EXERCISE DIRECTIONS => Quote, word for word, only the lines running from the line with "path. Write the coordinates, one line per instance." through the end of the listing. Leave out the pictures.

SUPPLIED DATA =>
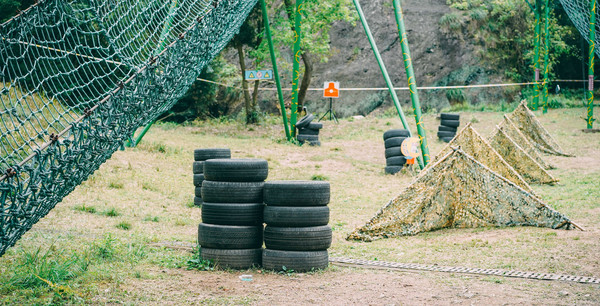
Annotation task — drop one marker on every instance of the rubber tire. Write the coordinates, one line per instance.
(236, 170)
(450, 123)
(450, 116)
(296, 216)
(205, 154)
(230, 237)
(297, 261)
(314, 238)
(397, 161)
(396, 133)
(233, 259)
(393, 169)
(297, 193)
(392, 152)
(394, 142)
(232, 213)
(198, 179)
(232, 192)
(305, 121)
(442, 128)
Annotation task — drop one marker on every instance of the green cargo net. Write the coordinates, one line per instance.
(79, 77)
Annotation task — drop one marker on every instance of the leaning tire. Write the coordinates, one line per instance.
(233, 259)
(314, 238)
(296, 216)
(297, 193)
(236, 170)
(297, 261)
(232, 192)
(229, 237)
(232, 213)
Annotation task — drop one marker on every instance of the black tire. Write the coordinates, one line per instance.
(442, 128)
(232, 213)
(294, 261)
(397, 161)
(198, 179)
(297, 193)
(315, 238)
(450, 123)
(305, 121)
(296, 216)
(232, 192)
(396, 133)
(229, 237)
(449, 116)
(236, 170)
(205, 154)
(392, 152)
(233, 259)
(394, 142)
(393, 169)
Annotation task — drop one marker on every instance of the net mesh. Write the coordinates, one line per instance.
(79, 77)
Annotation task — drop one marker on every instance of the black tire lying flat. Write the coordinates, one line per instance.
(232, 213)
(297, 261)
(450, 123)
(236, 170)
(205, 154)
(232, 192)
(233, 259)
(297, 193)
(394, 142)
(313, 238)
(229, 237)
(296, 216)
(396, 133)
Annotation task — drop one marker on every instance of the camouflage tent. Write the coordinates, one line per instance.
(459, 191)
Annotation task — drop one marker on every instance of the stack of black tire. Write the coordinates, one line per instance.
(200, 156)
(297, 235)
(308, 131)
(231, 232)
(394, 159)
(448, 126)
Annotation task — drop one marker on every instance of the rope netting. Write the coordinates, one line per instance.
(79, 77)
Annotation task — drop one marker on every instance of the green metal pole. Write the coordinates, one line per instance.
(546, 54)
(275, 71)
(386, 76)
(296, 65)
(412, 82)
(590, 119)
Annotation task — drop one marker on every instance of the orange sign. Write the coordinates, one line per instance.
(331, 90)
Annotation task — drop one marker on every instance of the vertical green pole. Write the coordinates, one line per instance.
(546, 54)
(275, 71)
(386, 76)
(412, 83)
(296, 65)
(590, 119)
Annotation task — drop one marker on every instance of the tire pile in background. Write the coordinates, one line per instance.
(308, 131)
(200, 156)
(448, 126)
(297, 234)
(394, 159)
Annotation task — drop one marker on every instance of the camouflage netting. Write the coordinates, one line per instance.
(531, 127)
(459, 191)
(515, 134)
(522, 162)
(475, 145)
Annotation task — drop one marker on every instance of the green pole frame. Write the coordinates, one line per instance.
(412, 83)
(275, 71)
(384, 72)
(296, 65)
(592, 42)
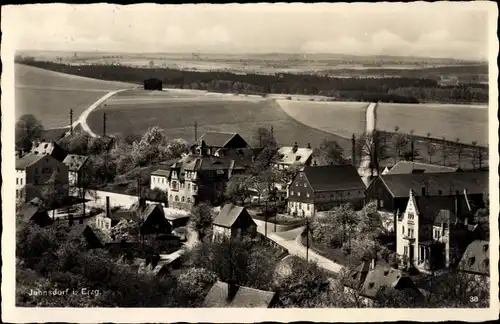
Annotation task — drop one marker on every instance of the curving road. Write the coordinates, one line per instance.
(82, 119)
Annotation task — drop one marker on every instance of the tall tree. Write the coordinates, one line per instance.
(200, 220)
(28, 129)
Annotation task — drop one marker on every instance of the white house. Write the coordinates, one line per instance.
(34, 172)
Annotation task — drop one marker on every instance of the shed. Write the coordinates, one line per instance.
(153, 84)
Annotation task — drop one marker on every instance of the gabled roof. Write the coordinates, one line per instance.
(286, 155)
(217, 139)
(380, 277)
(27, 160)
(408, 167)
(475, 182)
(244, 297)
(228, 215)
(75, 162)
(476, 258)
(333, 177)
(161, 172)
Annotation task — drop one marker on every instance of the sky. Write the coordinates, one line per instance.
(412, 29)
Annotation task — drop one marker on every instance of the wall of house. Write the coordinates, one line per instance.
(408, 227)
(39, 174)
(160, 182)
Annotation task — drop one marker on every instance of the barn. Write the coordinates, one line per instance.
(153, 84)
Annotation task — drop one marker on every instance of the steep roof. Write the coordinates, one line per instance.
(27, 160)
(408, 167)
(75, 162)
(217, 139)
(333, 177)
(245, 297)
(163, 172)
(378, 278)
(476, 258)
(228, 215)
(286, 155)
(399, 185)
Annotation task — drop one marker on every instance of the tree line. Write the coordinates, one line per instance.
(386, 89)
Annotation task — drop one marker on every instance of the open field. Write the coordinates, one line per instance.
(340, 118)
(50, 95)
(468, 122)
(134, 114)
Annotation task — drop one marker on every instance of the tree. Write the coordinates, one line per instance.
(329, 153)
(303, 285)
(431, 149)
(200, 220)
(28, 129)
(399, 144)
(238, 188)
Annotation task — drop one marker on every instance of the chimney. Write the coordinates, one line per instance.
(232, 289)
(107, 207)
(230, 170)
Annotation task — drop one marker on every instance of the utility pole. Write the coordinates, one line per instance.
(195, 131)
(307, 239)
(104, 124)
(71, 121)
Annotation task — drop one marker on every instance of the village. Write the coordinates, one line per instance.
(260, 225)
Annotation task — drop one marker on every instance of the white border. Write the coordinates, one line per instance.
(140, 315)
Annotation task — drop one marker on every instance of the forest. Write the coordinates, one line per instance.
(384, 89)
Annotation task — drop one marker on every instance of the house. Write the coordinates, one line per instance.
(293, 155)
(153, 84)
(367, 280)
(231, 295)
(408, 167)
(320, 188)
(391, 191)
(83, 229)
(197, 178)
(34, 173)
(214, 143)
(433, 232)
(233, 221)
(476, 259)
(75, 164)
(159, 179)
(34, 214)
(49, 148)
(150, 217)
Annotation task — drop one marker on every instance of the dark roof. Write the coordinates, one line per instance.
(380, 277)
(244, 297)
(161, 172)
(75, 162)
(144, 211)
(408, 167)
(400, 184)
(333, 177)
(217, 139)
(476, 258)
(228, 215)
(27, 160)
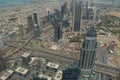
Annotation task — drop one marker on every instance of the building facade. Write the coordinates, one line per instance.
(77, 16)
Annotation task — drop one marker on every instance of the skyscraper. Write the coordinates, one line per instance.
(35, 18)
(36, 31)
(21, 30)
(86, 11)
(77, 16)
(57, 32)
(30, 23)
(88, 54)
(36, 26)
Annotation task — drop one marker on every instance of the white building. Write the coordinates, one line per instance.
(58, 75)
(52, 66)
(22, 71)
(6, 75)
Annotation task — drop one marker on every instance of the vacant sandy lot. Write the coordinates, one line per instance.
(117, 14)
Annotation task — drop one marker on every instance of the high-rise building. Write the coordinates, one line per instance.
(57, 32)
(86, 11)
(2, 64)
(36, 31)
(21, 30)
(30, 23)
(77, 16)
(36, 27)
(35, 18)
(87, 56)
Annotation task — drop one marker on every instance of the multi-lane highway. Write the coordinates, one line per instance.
(69, 60)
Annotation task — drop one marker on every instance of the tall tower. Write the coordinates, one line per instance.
(77, 16)
(36, 26)
(87, 57)
(57, 31)
(30, 23)
(86, 11)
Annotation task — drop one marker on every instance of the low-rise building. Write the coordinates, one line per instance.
(58, 75)
(26, 58)
(6, 75)
(22, 71)
(44, 77)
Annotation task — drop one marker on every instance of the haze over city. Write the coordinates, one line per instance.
(59, 39)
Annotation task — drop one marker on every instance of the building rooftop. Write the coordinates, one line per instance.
(58, 76)
(26, 55)
(22, 70)
(6, 75)
(91, 32)
(53, 65)
(43, 76)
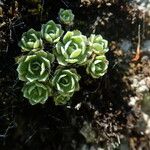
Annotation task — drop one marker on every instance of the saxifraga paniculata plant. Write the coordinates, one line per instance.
(53, 72)
(66, 16)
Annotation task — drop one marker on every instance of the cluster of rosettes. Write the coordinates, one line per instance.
(53, 72)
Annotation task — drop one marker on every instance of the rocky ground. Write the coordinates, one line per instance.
(112, 113)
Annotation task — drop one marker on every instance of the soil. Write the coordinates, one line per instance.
(102, 113)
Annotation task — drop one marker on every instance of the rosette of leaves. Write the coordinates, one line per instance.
(65, 82)
(31, 41)
(36, 92)
(66, 16)
(72, 49)
(51, 32)
(97, 44)
(36, 66)
(97, 66)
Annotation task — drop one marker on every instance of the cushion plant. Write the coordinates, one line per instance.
(97, 44)
(36, 92)
(35, 66)
(45, 77)
(31, 41)
(66, 81)
(51, 32)
(72, 49)
(97, 67)
(66, 16)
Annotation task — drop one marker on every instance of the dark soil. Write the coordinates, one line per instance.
(100, 104)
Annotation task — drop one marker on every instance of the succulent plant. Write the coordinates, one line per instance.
(36, 92)
(72, 49)
(51, 32)
(36, 66)
(97, 67)
(66, 16)
(97, 44)
(61, 100)
(31, 41)
(66, 81)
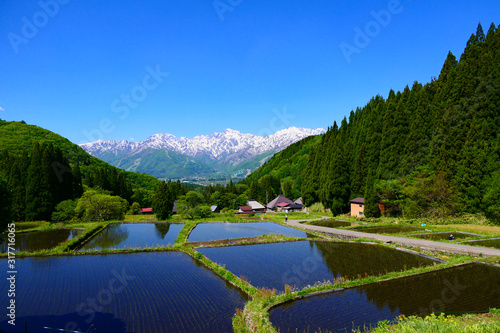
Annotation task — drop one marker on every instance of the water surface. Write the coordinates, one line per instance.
(486, 243)
(469, 288)
(130, 235)
(137, 292)
(303, 263)
(39, 240)
(215, 231)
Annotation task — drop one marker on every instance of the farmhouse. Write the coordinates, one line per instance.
(146, 211)
(275, 204)
(257, 207)
(245, 210)
(357, 206)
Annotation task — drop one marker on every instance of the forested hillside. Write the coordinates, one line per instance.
(429, 150)
(284, 171)
(42, 169)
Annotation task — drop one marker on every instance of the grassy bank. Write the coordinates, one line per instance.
(468, 323)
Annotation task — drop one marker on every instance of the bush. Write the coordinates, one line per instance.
(65, 211)
(135, 209)
(201, 212)
(94, 205)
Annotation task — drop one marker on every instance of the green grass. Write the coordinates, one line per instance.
(469, 323)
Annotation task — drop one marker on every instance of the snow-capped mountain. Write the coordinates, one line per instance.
(204, 153)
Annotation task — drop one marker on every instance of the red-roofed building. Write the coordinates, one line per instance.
(357, 207)
(273, 205)
(245, 210)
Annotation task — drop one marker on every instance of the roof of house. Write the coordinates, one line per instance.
(294, 206)
(255, 204)
(279, 199)
(358, 201)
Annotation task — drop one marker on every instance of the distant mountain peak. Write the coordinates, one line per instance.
(229, 147)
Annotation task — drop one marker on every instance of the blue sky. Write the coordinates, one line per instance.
(129, 69)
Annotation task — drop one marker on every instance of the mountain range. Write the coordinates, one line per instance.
(222, 154)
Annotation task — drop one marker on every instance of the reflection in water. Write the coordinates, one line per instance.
(39, 240)
(162, 229)
(137, 292)
(487, 243)
(306, 262)
(390, 229)
(130, 235)
(215, 231)
(470, 288)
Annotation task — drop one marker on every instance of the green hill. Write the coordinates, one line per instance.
(43, 168)
(16, 137)
(429, 150)
(284, 171)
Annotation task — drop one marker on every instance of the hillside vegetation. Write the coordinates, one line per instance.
(42, 169)
(429, 150)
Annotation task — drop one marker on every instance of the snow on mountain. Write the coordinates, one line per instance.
(213, 146)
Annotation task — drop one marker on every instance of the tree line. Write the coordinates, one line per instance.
(429, 150)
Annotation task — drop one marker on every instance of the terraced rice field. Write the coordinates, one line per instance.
(303, 263)
(130, 235)
(138, 292)
(39, 240)
(204, 232)
(468, 288)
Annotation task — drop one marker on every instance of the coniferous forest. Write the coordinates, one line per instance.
(429, 150)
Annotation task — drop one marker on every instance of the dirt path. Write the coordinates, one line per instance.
(423, 244)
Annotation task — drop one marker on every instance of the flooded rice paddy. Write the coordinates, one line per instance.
(303, 263)
(130, 235)
(470, 288)
(204, 232)
(138, 292)
(39, 240)
(495, 243)
(389, 229)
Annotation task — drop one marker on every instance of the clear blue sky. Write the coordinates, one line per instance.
(255, 66)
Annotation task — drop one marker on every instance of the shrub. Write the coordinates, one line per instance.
(65, 211)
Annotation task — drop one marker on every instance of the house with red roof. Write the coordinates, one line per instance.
(245, 210)
(276, 204)
(146, 211)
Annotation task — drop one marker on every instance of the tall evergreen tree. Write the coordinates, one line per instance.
(163, 201)
(5, 205)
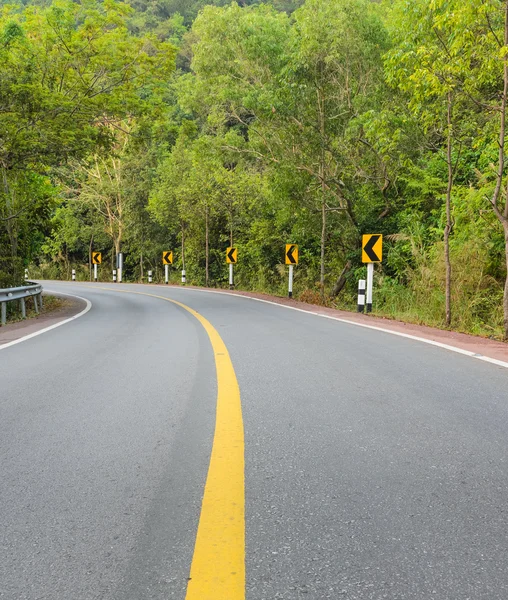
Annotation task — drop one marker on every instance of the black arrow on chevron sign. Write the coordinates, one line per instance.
(369, 248)
(290, 256)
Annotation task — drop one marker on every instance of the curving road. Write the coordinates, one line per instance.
(375, 466)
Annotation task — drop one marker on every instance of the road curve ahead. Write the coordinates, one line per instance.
(149, 451)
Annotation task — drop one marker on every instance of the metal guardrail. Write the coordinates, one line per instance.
(33, 290)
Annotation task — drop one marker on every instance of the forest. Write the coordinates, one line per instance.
(194, 125)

SOLUTION BELOW =>
Annotation task — drop one marker on every instance of the dirt path. Write the coordinates, one line per instance.
(423, 244)
Annotation task — drop one marker on every instance of the flooded rice paddy. Write the coordinates, one line per instance.
(303, 263)
(130, 235)
(470, 288)
(204, 232)
(138, 292)
(39, 240)
(495, 243)
(389, 229)
Annotation task — drop one marker on every instance of the clear blue sky. Write the coordinates, one line per instance.
(255, 66)
Annotation task — drop one marker on every instance of the shrub. Write the coordinates, one line per instance.
(65, 211)
Annotation task — drop one marker on every instance of the house with red roof. Write the coordinates, one line per instance.
(245, 210)
(276, 204)
(146, 211)
Annotation task — drop one marker on every instance of the tall evergreen tree. Write the coordinates, one line per instance.
(163, 201)
(5, 205)
Annotation task — drop one marker on every instance of the black arrow on chevron sign. Write the coordinates, one line per instance.
(369, 248)
(290, 256)
Annotation task — drop one marker on every instance of the curving road. Write the coordinates, one line per instance.
(375, 466)
Annotation task — drop one marker on every instance of the road curve ahead. Write the coordinates, one line per instance.
(149, 451)
Annotation task — drop one marker on every instance of the metal guardrail. Write the coordinates, one line per instance.
(33, 290)
Annotation task — drop one marker on every instance of the forest. Write the coordinates, one line per instance.
(194, 125)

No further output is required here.